• Passage for review:
§ §

3.27.2007

Chicken Party. Seriously...

I am getting chickens in T minus 2 days and counting. YAYY! Three pet chickens which will subsequently provide our family with eggs (in a few months when they begin laying, provided our bulldog doesn't eat them in the meantime). We are picking up the coop from my sister-in-law's parents' house on Thursday. A completely pre-made and intact coop. Her parents are getting out of the chicken business. And the chickens are being donated by my good friend (whom I respectfully refer to as "the boss" ) Kim Thomas. In any case, I have decided that I must be a country girl after all. I have a (albeit really really tiny) garden, and (eventually) a yard full of kids, and as of two days, chickens. Well, okay, maybe not a farmer. Need a tractor or something for that. Perhaps a cow. Not likely. Oh well, I do knit. That's farmy, right?

3.14.2007

Happy Birthday, Honey!

Johnmark,
I love you so much. You are my hero, my lover, and my best friend. I care for you more deeply than I ever thought possible. You embody the love of our Savior to me. You are humble, self-sacrificing, patient, and gentle. You lead me with grace, and by your strength in the Lord's faithfulness. You care for our children with a steady balance of discipline and love. You bring the Gospel of Christ to them. You teach us all with your example of servant-leadership. You imitate Christ in your love for the Church. You listen. You are slow to anger. I can not imagine life apart from you, and I trust by God's amazing grace that your spiritual fruit will only muture and sweeten as we continue to walk the road home together. I love you,

Taylor

3.05.2007

Lots of Things

That is the title of the email JM sent me last Monday. It is an accurately blurry description of my recent life. And although I am completely exhausted at the moment, I did want to share a moment of clarity that I had about half an hour ago. I was walking through the kitchen carrying my sleeping Tabby to lay her down for an overdue nap. I glanced at what was left of the lunch I almost got to eat earlier in the day (which I am now consuming while blogging...veggie lasagna, by the way). I realized at that moment how wonderful and comfortable my life was. I have delicious (albeit leftovers) food to eat. I can choose whatever I want for a meal. I can go to the grocery store (like I did this morning) and splurge on a piece of chocolate cake, or some sparkling water (I bought both today). I can come home to my quiet, air-conditioned house that smells like clean (and unfolded) laundry and rest for a while before my kids wake up. I had a bath today. With wonderful Melaleuca shampoo (more later on that topic). My husband, bless God, wanted to work extra hard today, so he could come home early and give me a nap. What kind of husband is that wonderful?! Besides all of that, I have had so much time to read Scripture today. What amazing grace our Lord gives us. After reading several chapters each of Exodus, Job, Luke, and 1 Cor.(I am trying to catch up on my read-through-the-Bible-in-a-year plan), I realized how much I have that I don't deserve, and how much I take for granted, and how much God loves and takes care of me anyway. I believe I will be among the least in the Kingdom of Heaven, but wow. I am a citizen of it. My heart's cry is that I would become less on this earth, so that my glory could be in Heaven, and God's glory in all.

§ §

• Exercise description: Reproduce the part of the blog entries starting with "Chicken Party. Seriously..." and going on through "Happy Birthday, Honey!". Rely only on the blog entries and nothing else.

• Dataset extract:
§ §

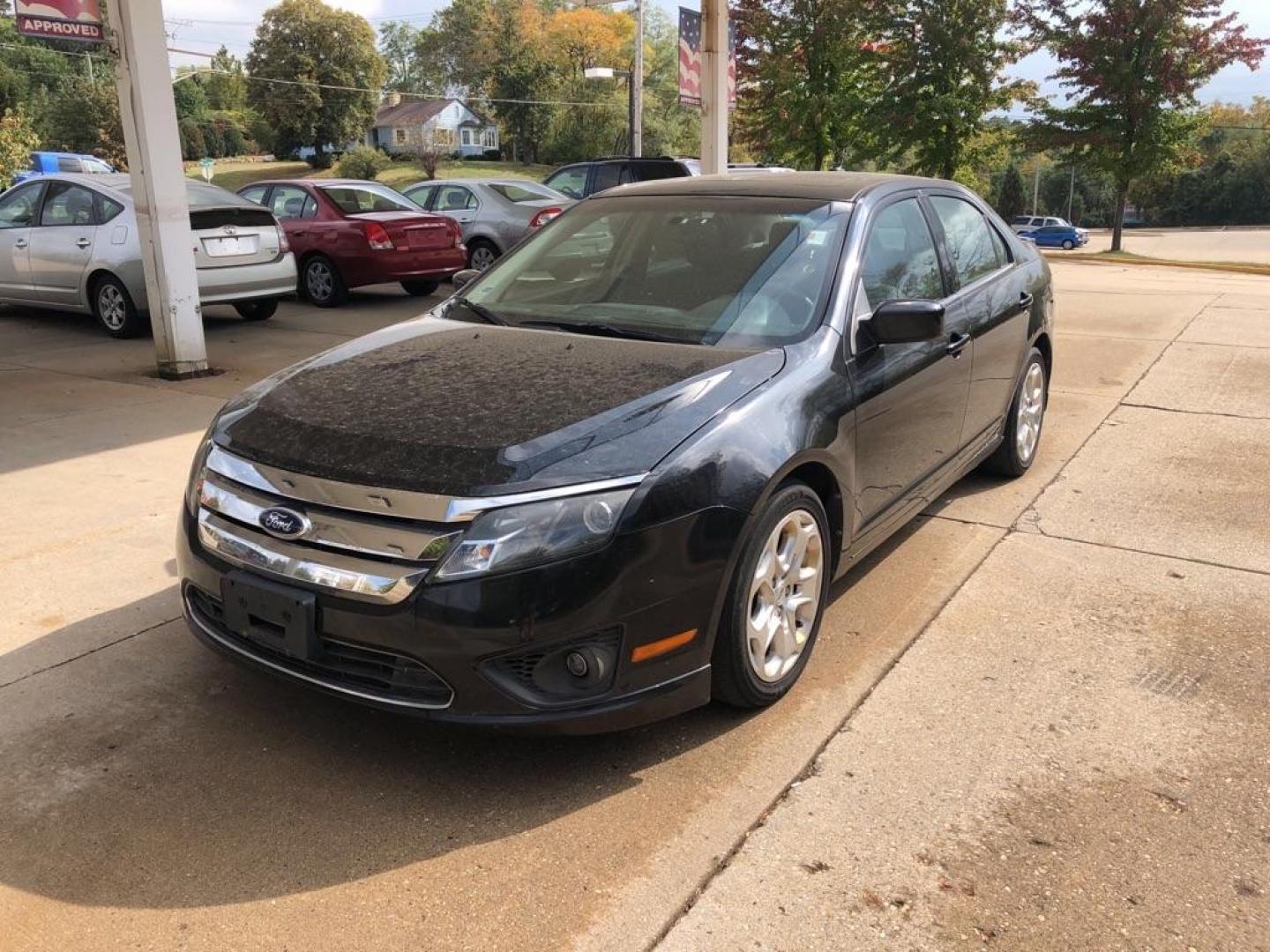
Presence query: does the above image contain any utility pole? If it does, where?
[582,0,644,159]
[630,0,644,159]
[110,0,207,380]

§ §

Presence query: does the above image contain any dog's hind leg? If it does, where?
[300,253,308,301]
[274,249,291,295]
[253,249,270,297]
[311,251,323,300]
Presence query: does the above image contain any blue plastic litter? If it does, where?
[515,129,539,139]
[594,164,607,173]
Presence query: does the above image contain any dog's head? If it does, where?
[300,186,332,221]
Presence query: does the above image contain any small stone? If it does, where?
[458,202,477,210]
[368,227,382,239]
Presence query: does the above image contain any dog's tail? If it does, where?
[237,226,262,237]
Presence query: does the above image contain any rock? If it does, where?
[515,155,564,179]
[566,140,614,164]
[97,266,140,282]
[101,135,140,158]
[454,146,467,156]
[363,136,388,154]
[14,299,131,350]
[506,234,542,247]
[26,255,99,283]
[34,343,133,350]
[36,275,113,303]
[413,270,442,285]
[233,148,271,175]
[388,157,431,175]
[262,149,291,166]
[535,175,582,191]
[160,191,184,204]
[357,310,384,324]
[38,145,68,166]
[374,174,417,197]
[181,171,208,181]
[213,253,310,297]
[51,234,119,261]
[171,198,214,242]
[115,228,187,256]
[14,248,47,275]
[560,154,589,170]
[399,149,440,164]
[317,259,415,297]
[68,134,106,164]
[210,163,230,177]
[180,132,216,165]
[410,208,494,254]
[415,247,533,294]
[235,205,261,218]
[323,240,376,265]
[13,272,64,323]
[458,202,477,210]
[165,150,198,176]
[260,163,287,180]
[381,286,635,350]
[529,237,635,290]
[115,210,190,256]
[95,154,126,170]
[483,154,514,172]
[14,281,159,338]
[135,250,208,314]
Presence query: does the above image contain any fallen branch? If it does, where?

§ §

• Exercise response:
Chicken Party. Seriously...

I am getting chickens in T minus 2 days and counting. YAYY! Three pet chickens which will subsequently provide our family with eggs (in a few months when they begin laying, provided our bulldog doesn't eat them in the meantime). We are picking up the coop from my sister-in-law's parents' house on Thursday. A completely pre-made and intact coop. Her parents are getting out of the chicken business. And the chickens are being donated by my good friend (whom I respectfully refer to as "the boss" ) Kim Thomas. In any case, I have decided that I must be a country girl after all. I have a (albeit really really tiny) garden, and (eventually) a yard full of kids, and as of two days, chickens. Well, okay, maybe not a farmer. Need a tractor or something for that. Perhaps a cow. Not likely. Oh well, I do knit. That's farmy, right?

3.14.2007

Happy Birthday, Honey!